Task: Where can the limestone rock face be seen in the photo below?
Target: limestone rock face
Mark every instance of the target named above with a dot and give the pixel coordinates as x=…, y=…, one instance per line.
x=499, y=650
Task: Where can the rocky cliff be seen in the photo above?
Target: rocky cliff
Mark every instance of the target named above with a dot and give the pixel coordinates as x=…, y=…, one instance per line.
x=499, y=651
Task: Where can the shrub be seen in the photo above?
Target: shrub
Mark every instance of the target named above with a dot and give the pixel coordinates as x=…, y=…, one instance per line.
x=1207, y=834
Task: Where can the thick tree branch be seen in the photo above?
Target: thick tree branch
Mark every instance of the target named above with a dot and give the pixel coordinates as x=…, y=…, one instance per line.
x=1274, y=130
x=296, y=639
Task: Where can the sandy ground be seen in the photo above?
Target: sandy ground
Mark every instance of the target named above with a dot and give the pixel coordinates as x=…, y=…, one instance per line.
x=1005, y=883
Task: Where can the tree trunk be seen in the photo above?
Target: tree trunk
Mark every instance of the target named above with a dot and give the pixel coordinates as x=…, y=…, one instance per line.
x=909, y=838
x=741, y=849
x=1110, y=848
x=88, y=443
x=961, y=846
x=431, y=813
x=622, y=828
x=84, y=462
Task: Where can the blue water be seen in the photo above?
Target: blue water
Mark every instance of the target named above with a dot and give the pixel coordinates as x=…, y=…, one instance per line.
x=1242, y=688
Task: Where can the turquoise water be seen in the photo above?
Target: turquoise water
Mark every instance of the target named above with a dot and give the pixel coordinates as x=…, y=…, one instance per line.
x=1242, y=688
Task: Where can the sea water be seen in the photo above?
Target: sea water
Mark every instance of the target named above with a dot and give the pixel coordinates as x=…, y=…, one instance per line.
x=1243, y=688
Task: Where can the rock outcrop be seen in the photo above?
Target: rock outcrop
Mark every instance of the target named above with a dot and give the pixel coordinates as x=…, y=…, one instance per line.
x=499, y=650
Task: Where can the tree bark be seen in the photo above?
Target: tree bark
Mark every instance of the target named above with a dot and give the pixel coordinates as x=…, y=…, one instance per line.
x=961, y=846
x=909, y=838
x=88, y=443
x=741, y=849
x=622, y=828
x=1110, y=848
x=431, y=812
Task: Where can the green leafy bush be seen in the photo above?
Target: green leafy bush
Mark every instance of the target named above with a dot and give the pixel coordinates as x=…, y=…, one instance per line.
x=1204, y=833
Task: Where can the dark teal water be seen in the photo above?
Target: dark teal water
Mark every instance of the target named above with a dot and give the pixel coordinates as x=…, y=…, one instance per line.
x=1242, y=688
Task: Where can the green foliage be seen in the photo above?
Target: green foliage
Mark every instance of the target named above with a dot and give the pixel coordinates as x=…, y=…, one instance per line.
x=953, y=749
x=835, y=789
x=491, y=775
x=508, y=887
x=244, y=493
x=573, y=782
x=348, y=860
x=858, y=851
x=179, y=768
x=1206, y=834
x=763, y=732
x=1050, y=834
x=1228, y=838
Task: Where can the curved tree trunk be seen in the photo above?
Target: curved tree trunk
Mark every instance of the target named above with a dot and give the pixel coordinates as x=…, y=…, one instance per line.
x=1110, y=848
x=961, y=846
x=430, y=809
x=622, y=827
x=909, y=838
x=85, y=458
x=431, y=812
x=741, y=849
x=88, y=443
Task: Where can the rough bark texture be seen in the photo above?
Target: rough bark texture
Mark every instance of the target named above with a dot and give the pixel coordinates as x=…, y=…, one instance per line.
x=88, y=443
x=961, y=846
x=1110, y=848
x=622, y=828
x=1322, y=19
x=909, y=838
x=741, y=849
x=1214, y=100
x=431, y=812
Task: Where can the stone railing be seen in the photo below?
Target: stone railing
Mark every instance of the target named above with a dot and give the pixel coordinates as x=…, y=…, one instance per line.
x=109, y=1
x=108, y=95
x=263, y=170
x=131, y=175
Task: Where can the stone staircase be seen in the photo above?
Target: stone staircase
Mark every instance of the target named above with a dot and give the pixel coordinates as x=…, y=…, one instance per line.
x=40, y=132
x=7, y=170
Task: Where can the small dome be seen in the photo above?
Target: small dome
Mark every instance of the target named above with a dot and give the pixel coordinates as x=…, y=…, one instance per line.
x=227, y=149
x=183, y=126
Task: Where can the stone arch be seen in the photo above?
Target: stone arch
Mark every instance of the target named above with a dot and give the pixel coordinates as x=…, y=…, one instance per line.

========

What you are asked to do:
Turn the stretch of lines from the one containing "Task: Where can the blue" through the one containing "x=1228, y=838", both included, into a Markdown table with the columns Row and Line. Number each line in Row, put its text in Line, and leave out blank lines.

Output for this task:
| Row | Line |
|---|---|
| 1 | Task: Where can the blue water be seen in the photo above? |
| 2 | Target: blue water |
| 3 | Mark every instance of the target named above with a dot and give the pixel coordinates as x=…, y=…, one instance per line. |
| 4 | x=1242, y=688 |
| 5 | Task: Where can the turquoise water be seen in the photo above? |
| 6 | Target: turquoise water |
| 7 | Mark every instance of the target named above with a dot and give the pixel coordinates as x=…, y=…, one instance per line. |
| 8 | x=1242, y=688 |
| 9 | Task: Where can the sea water be seen in the photo above? |
| 10 | Target: sea water |
| 11 | Mark every instance of the target named above with a dot and give the pixel coordinates as x=…, y=…, one instance per line. |
| 12 | x=1243, y=688 |
| 13 | Task: Where can the rock outcrop be seen in the photo above? |
| 14 | Target: rock outcrop |
| 15 | Mark every instance of the target named above with a dot and give the pixel coordinates as x=…, y=…, one instance per line. |
| 16 | x=499, y=650 |
| 17 | Task: Where can the tree bark be seen in the photo above? |
| 18 | Target: tree bark |
| 19 | Mark every instance of the target named above with a dot and give the pixel coordinates as x=…, y=…, one instance per line. |
| 20 | x=961, y=846 |
| 21 | x=909, y=838 |
| 22 | x=88, y=443 |
| 23 | x=741, y=849 |
| 24 | x=622, y=828 |
| 25 | x=1110, y=848 |
| 26 | x=431, y=812 |
| 27 | Task: Where can the green leafy bush be seen in the photo above? |
| 28 | Target: green leafy bush |
| 29 | Mark every instance of the target named above with a dot and give the pixel coordinates as x=…, y=…, one instance per line. |
| 30 | x=1204, y=833 |
| 31 | Task: Where can the dark teal water be seen in the photo above? |
| 32 | Target: dark teal water |
| 33 | Mark every instance of the target named above with a dot and give the pixel coordinates as x=…, y=…, one instance per line. |
| 34 | x=1242, y=688 |
| 35 | Task: Where can the green foliage be seen in the photo above? |
| 36 | Target: green foliage |
| 37 | Mark every instance of the target named above with a dot and give the pixel coordinates as x=…, y=…, one instance per line. |
| 38 | x=953, y=749 |
| 39 | x=835, y=789 |
| 40 | x=491, y=775 |
| 41 | x=508, y=887 |
| 42 | x=244, y=493 |
| 43 | x=573, y=782 |
| 44 | x=348, y=860 |
| 45 | x=858, y=851 |
| 46 | x=179, y=768 |
| 47 | x=1206, y=834 |
| 48 | x=763, y=732 |
| 49 | x=1050, y=834 |
| 50 | x=1228, y=838 |